**STATED GOAL:** Reproduce all of the data below without alteration; exclude every picture.
------ RAW RECORDS ------
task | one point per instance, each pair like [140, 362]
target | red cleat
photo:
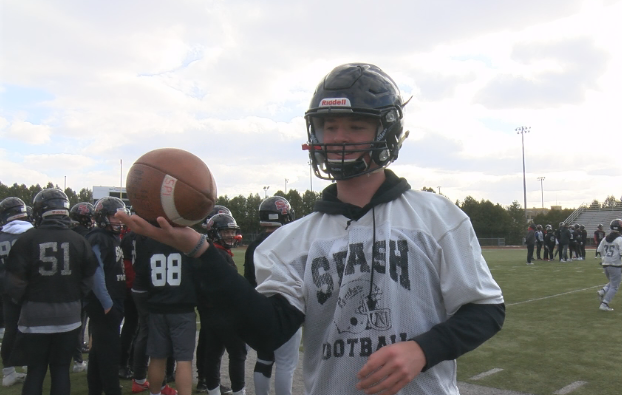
[168, 390]
[136, 388]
------
**OUTPUT:**
task | one point per instance, each pair like [140, 362]
target | red cleat
photo:
[168, 390]
[136, 388]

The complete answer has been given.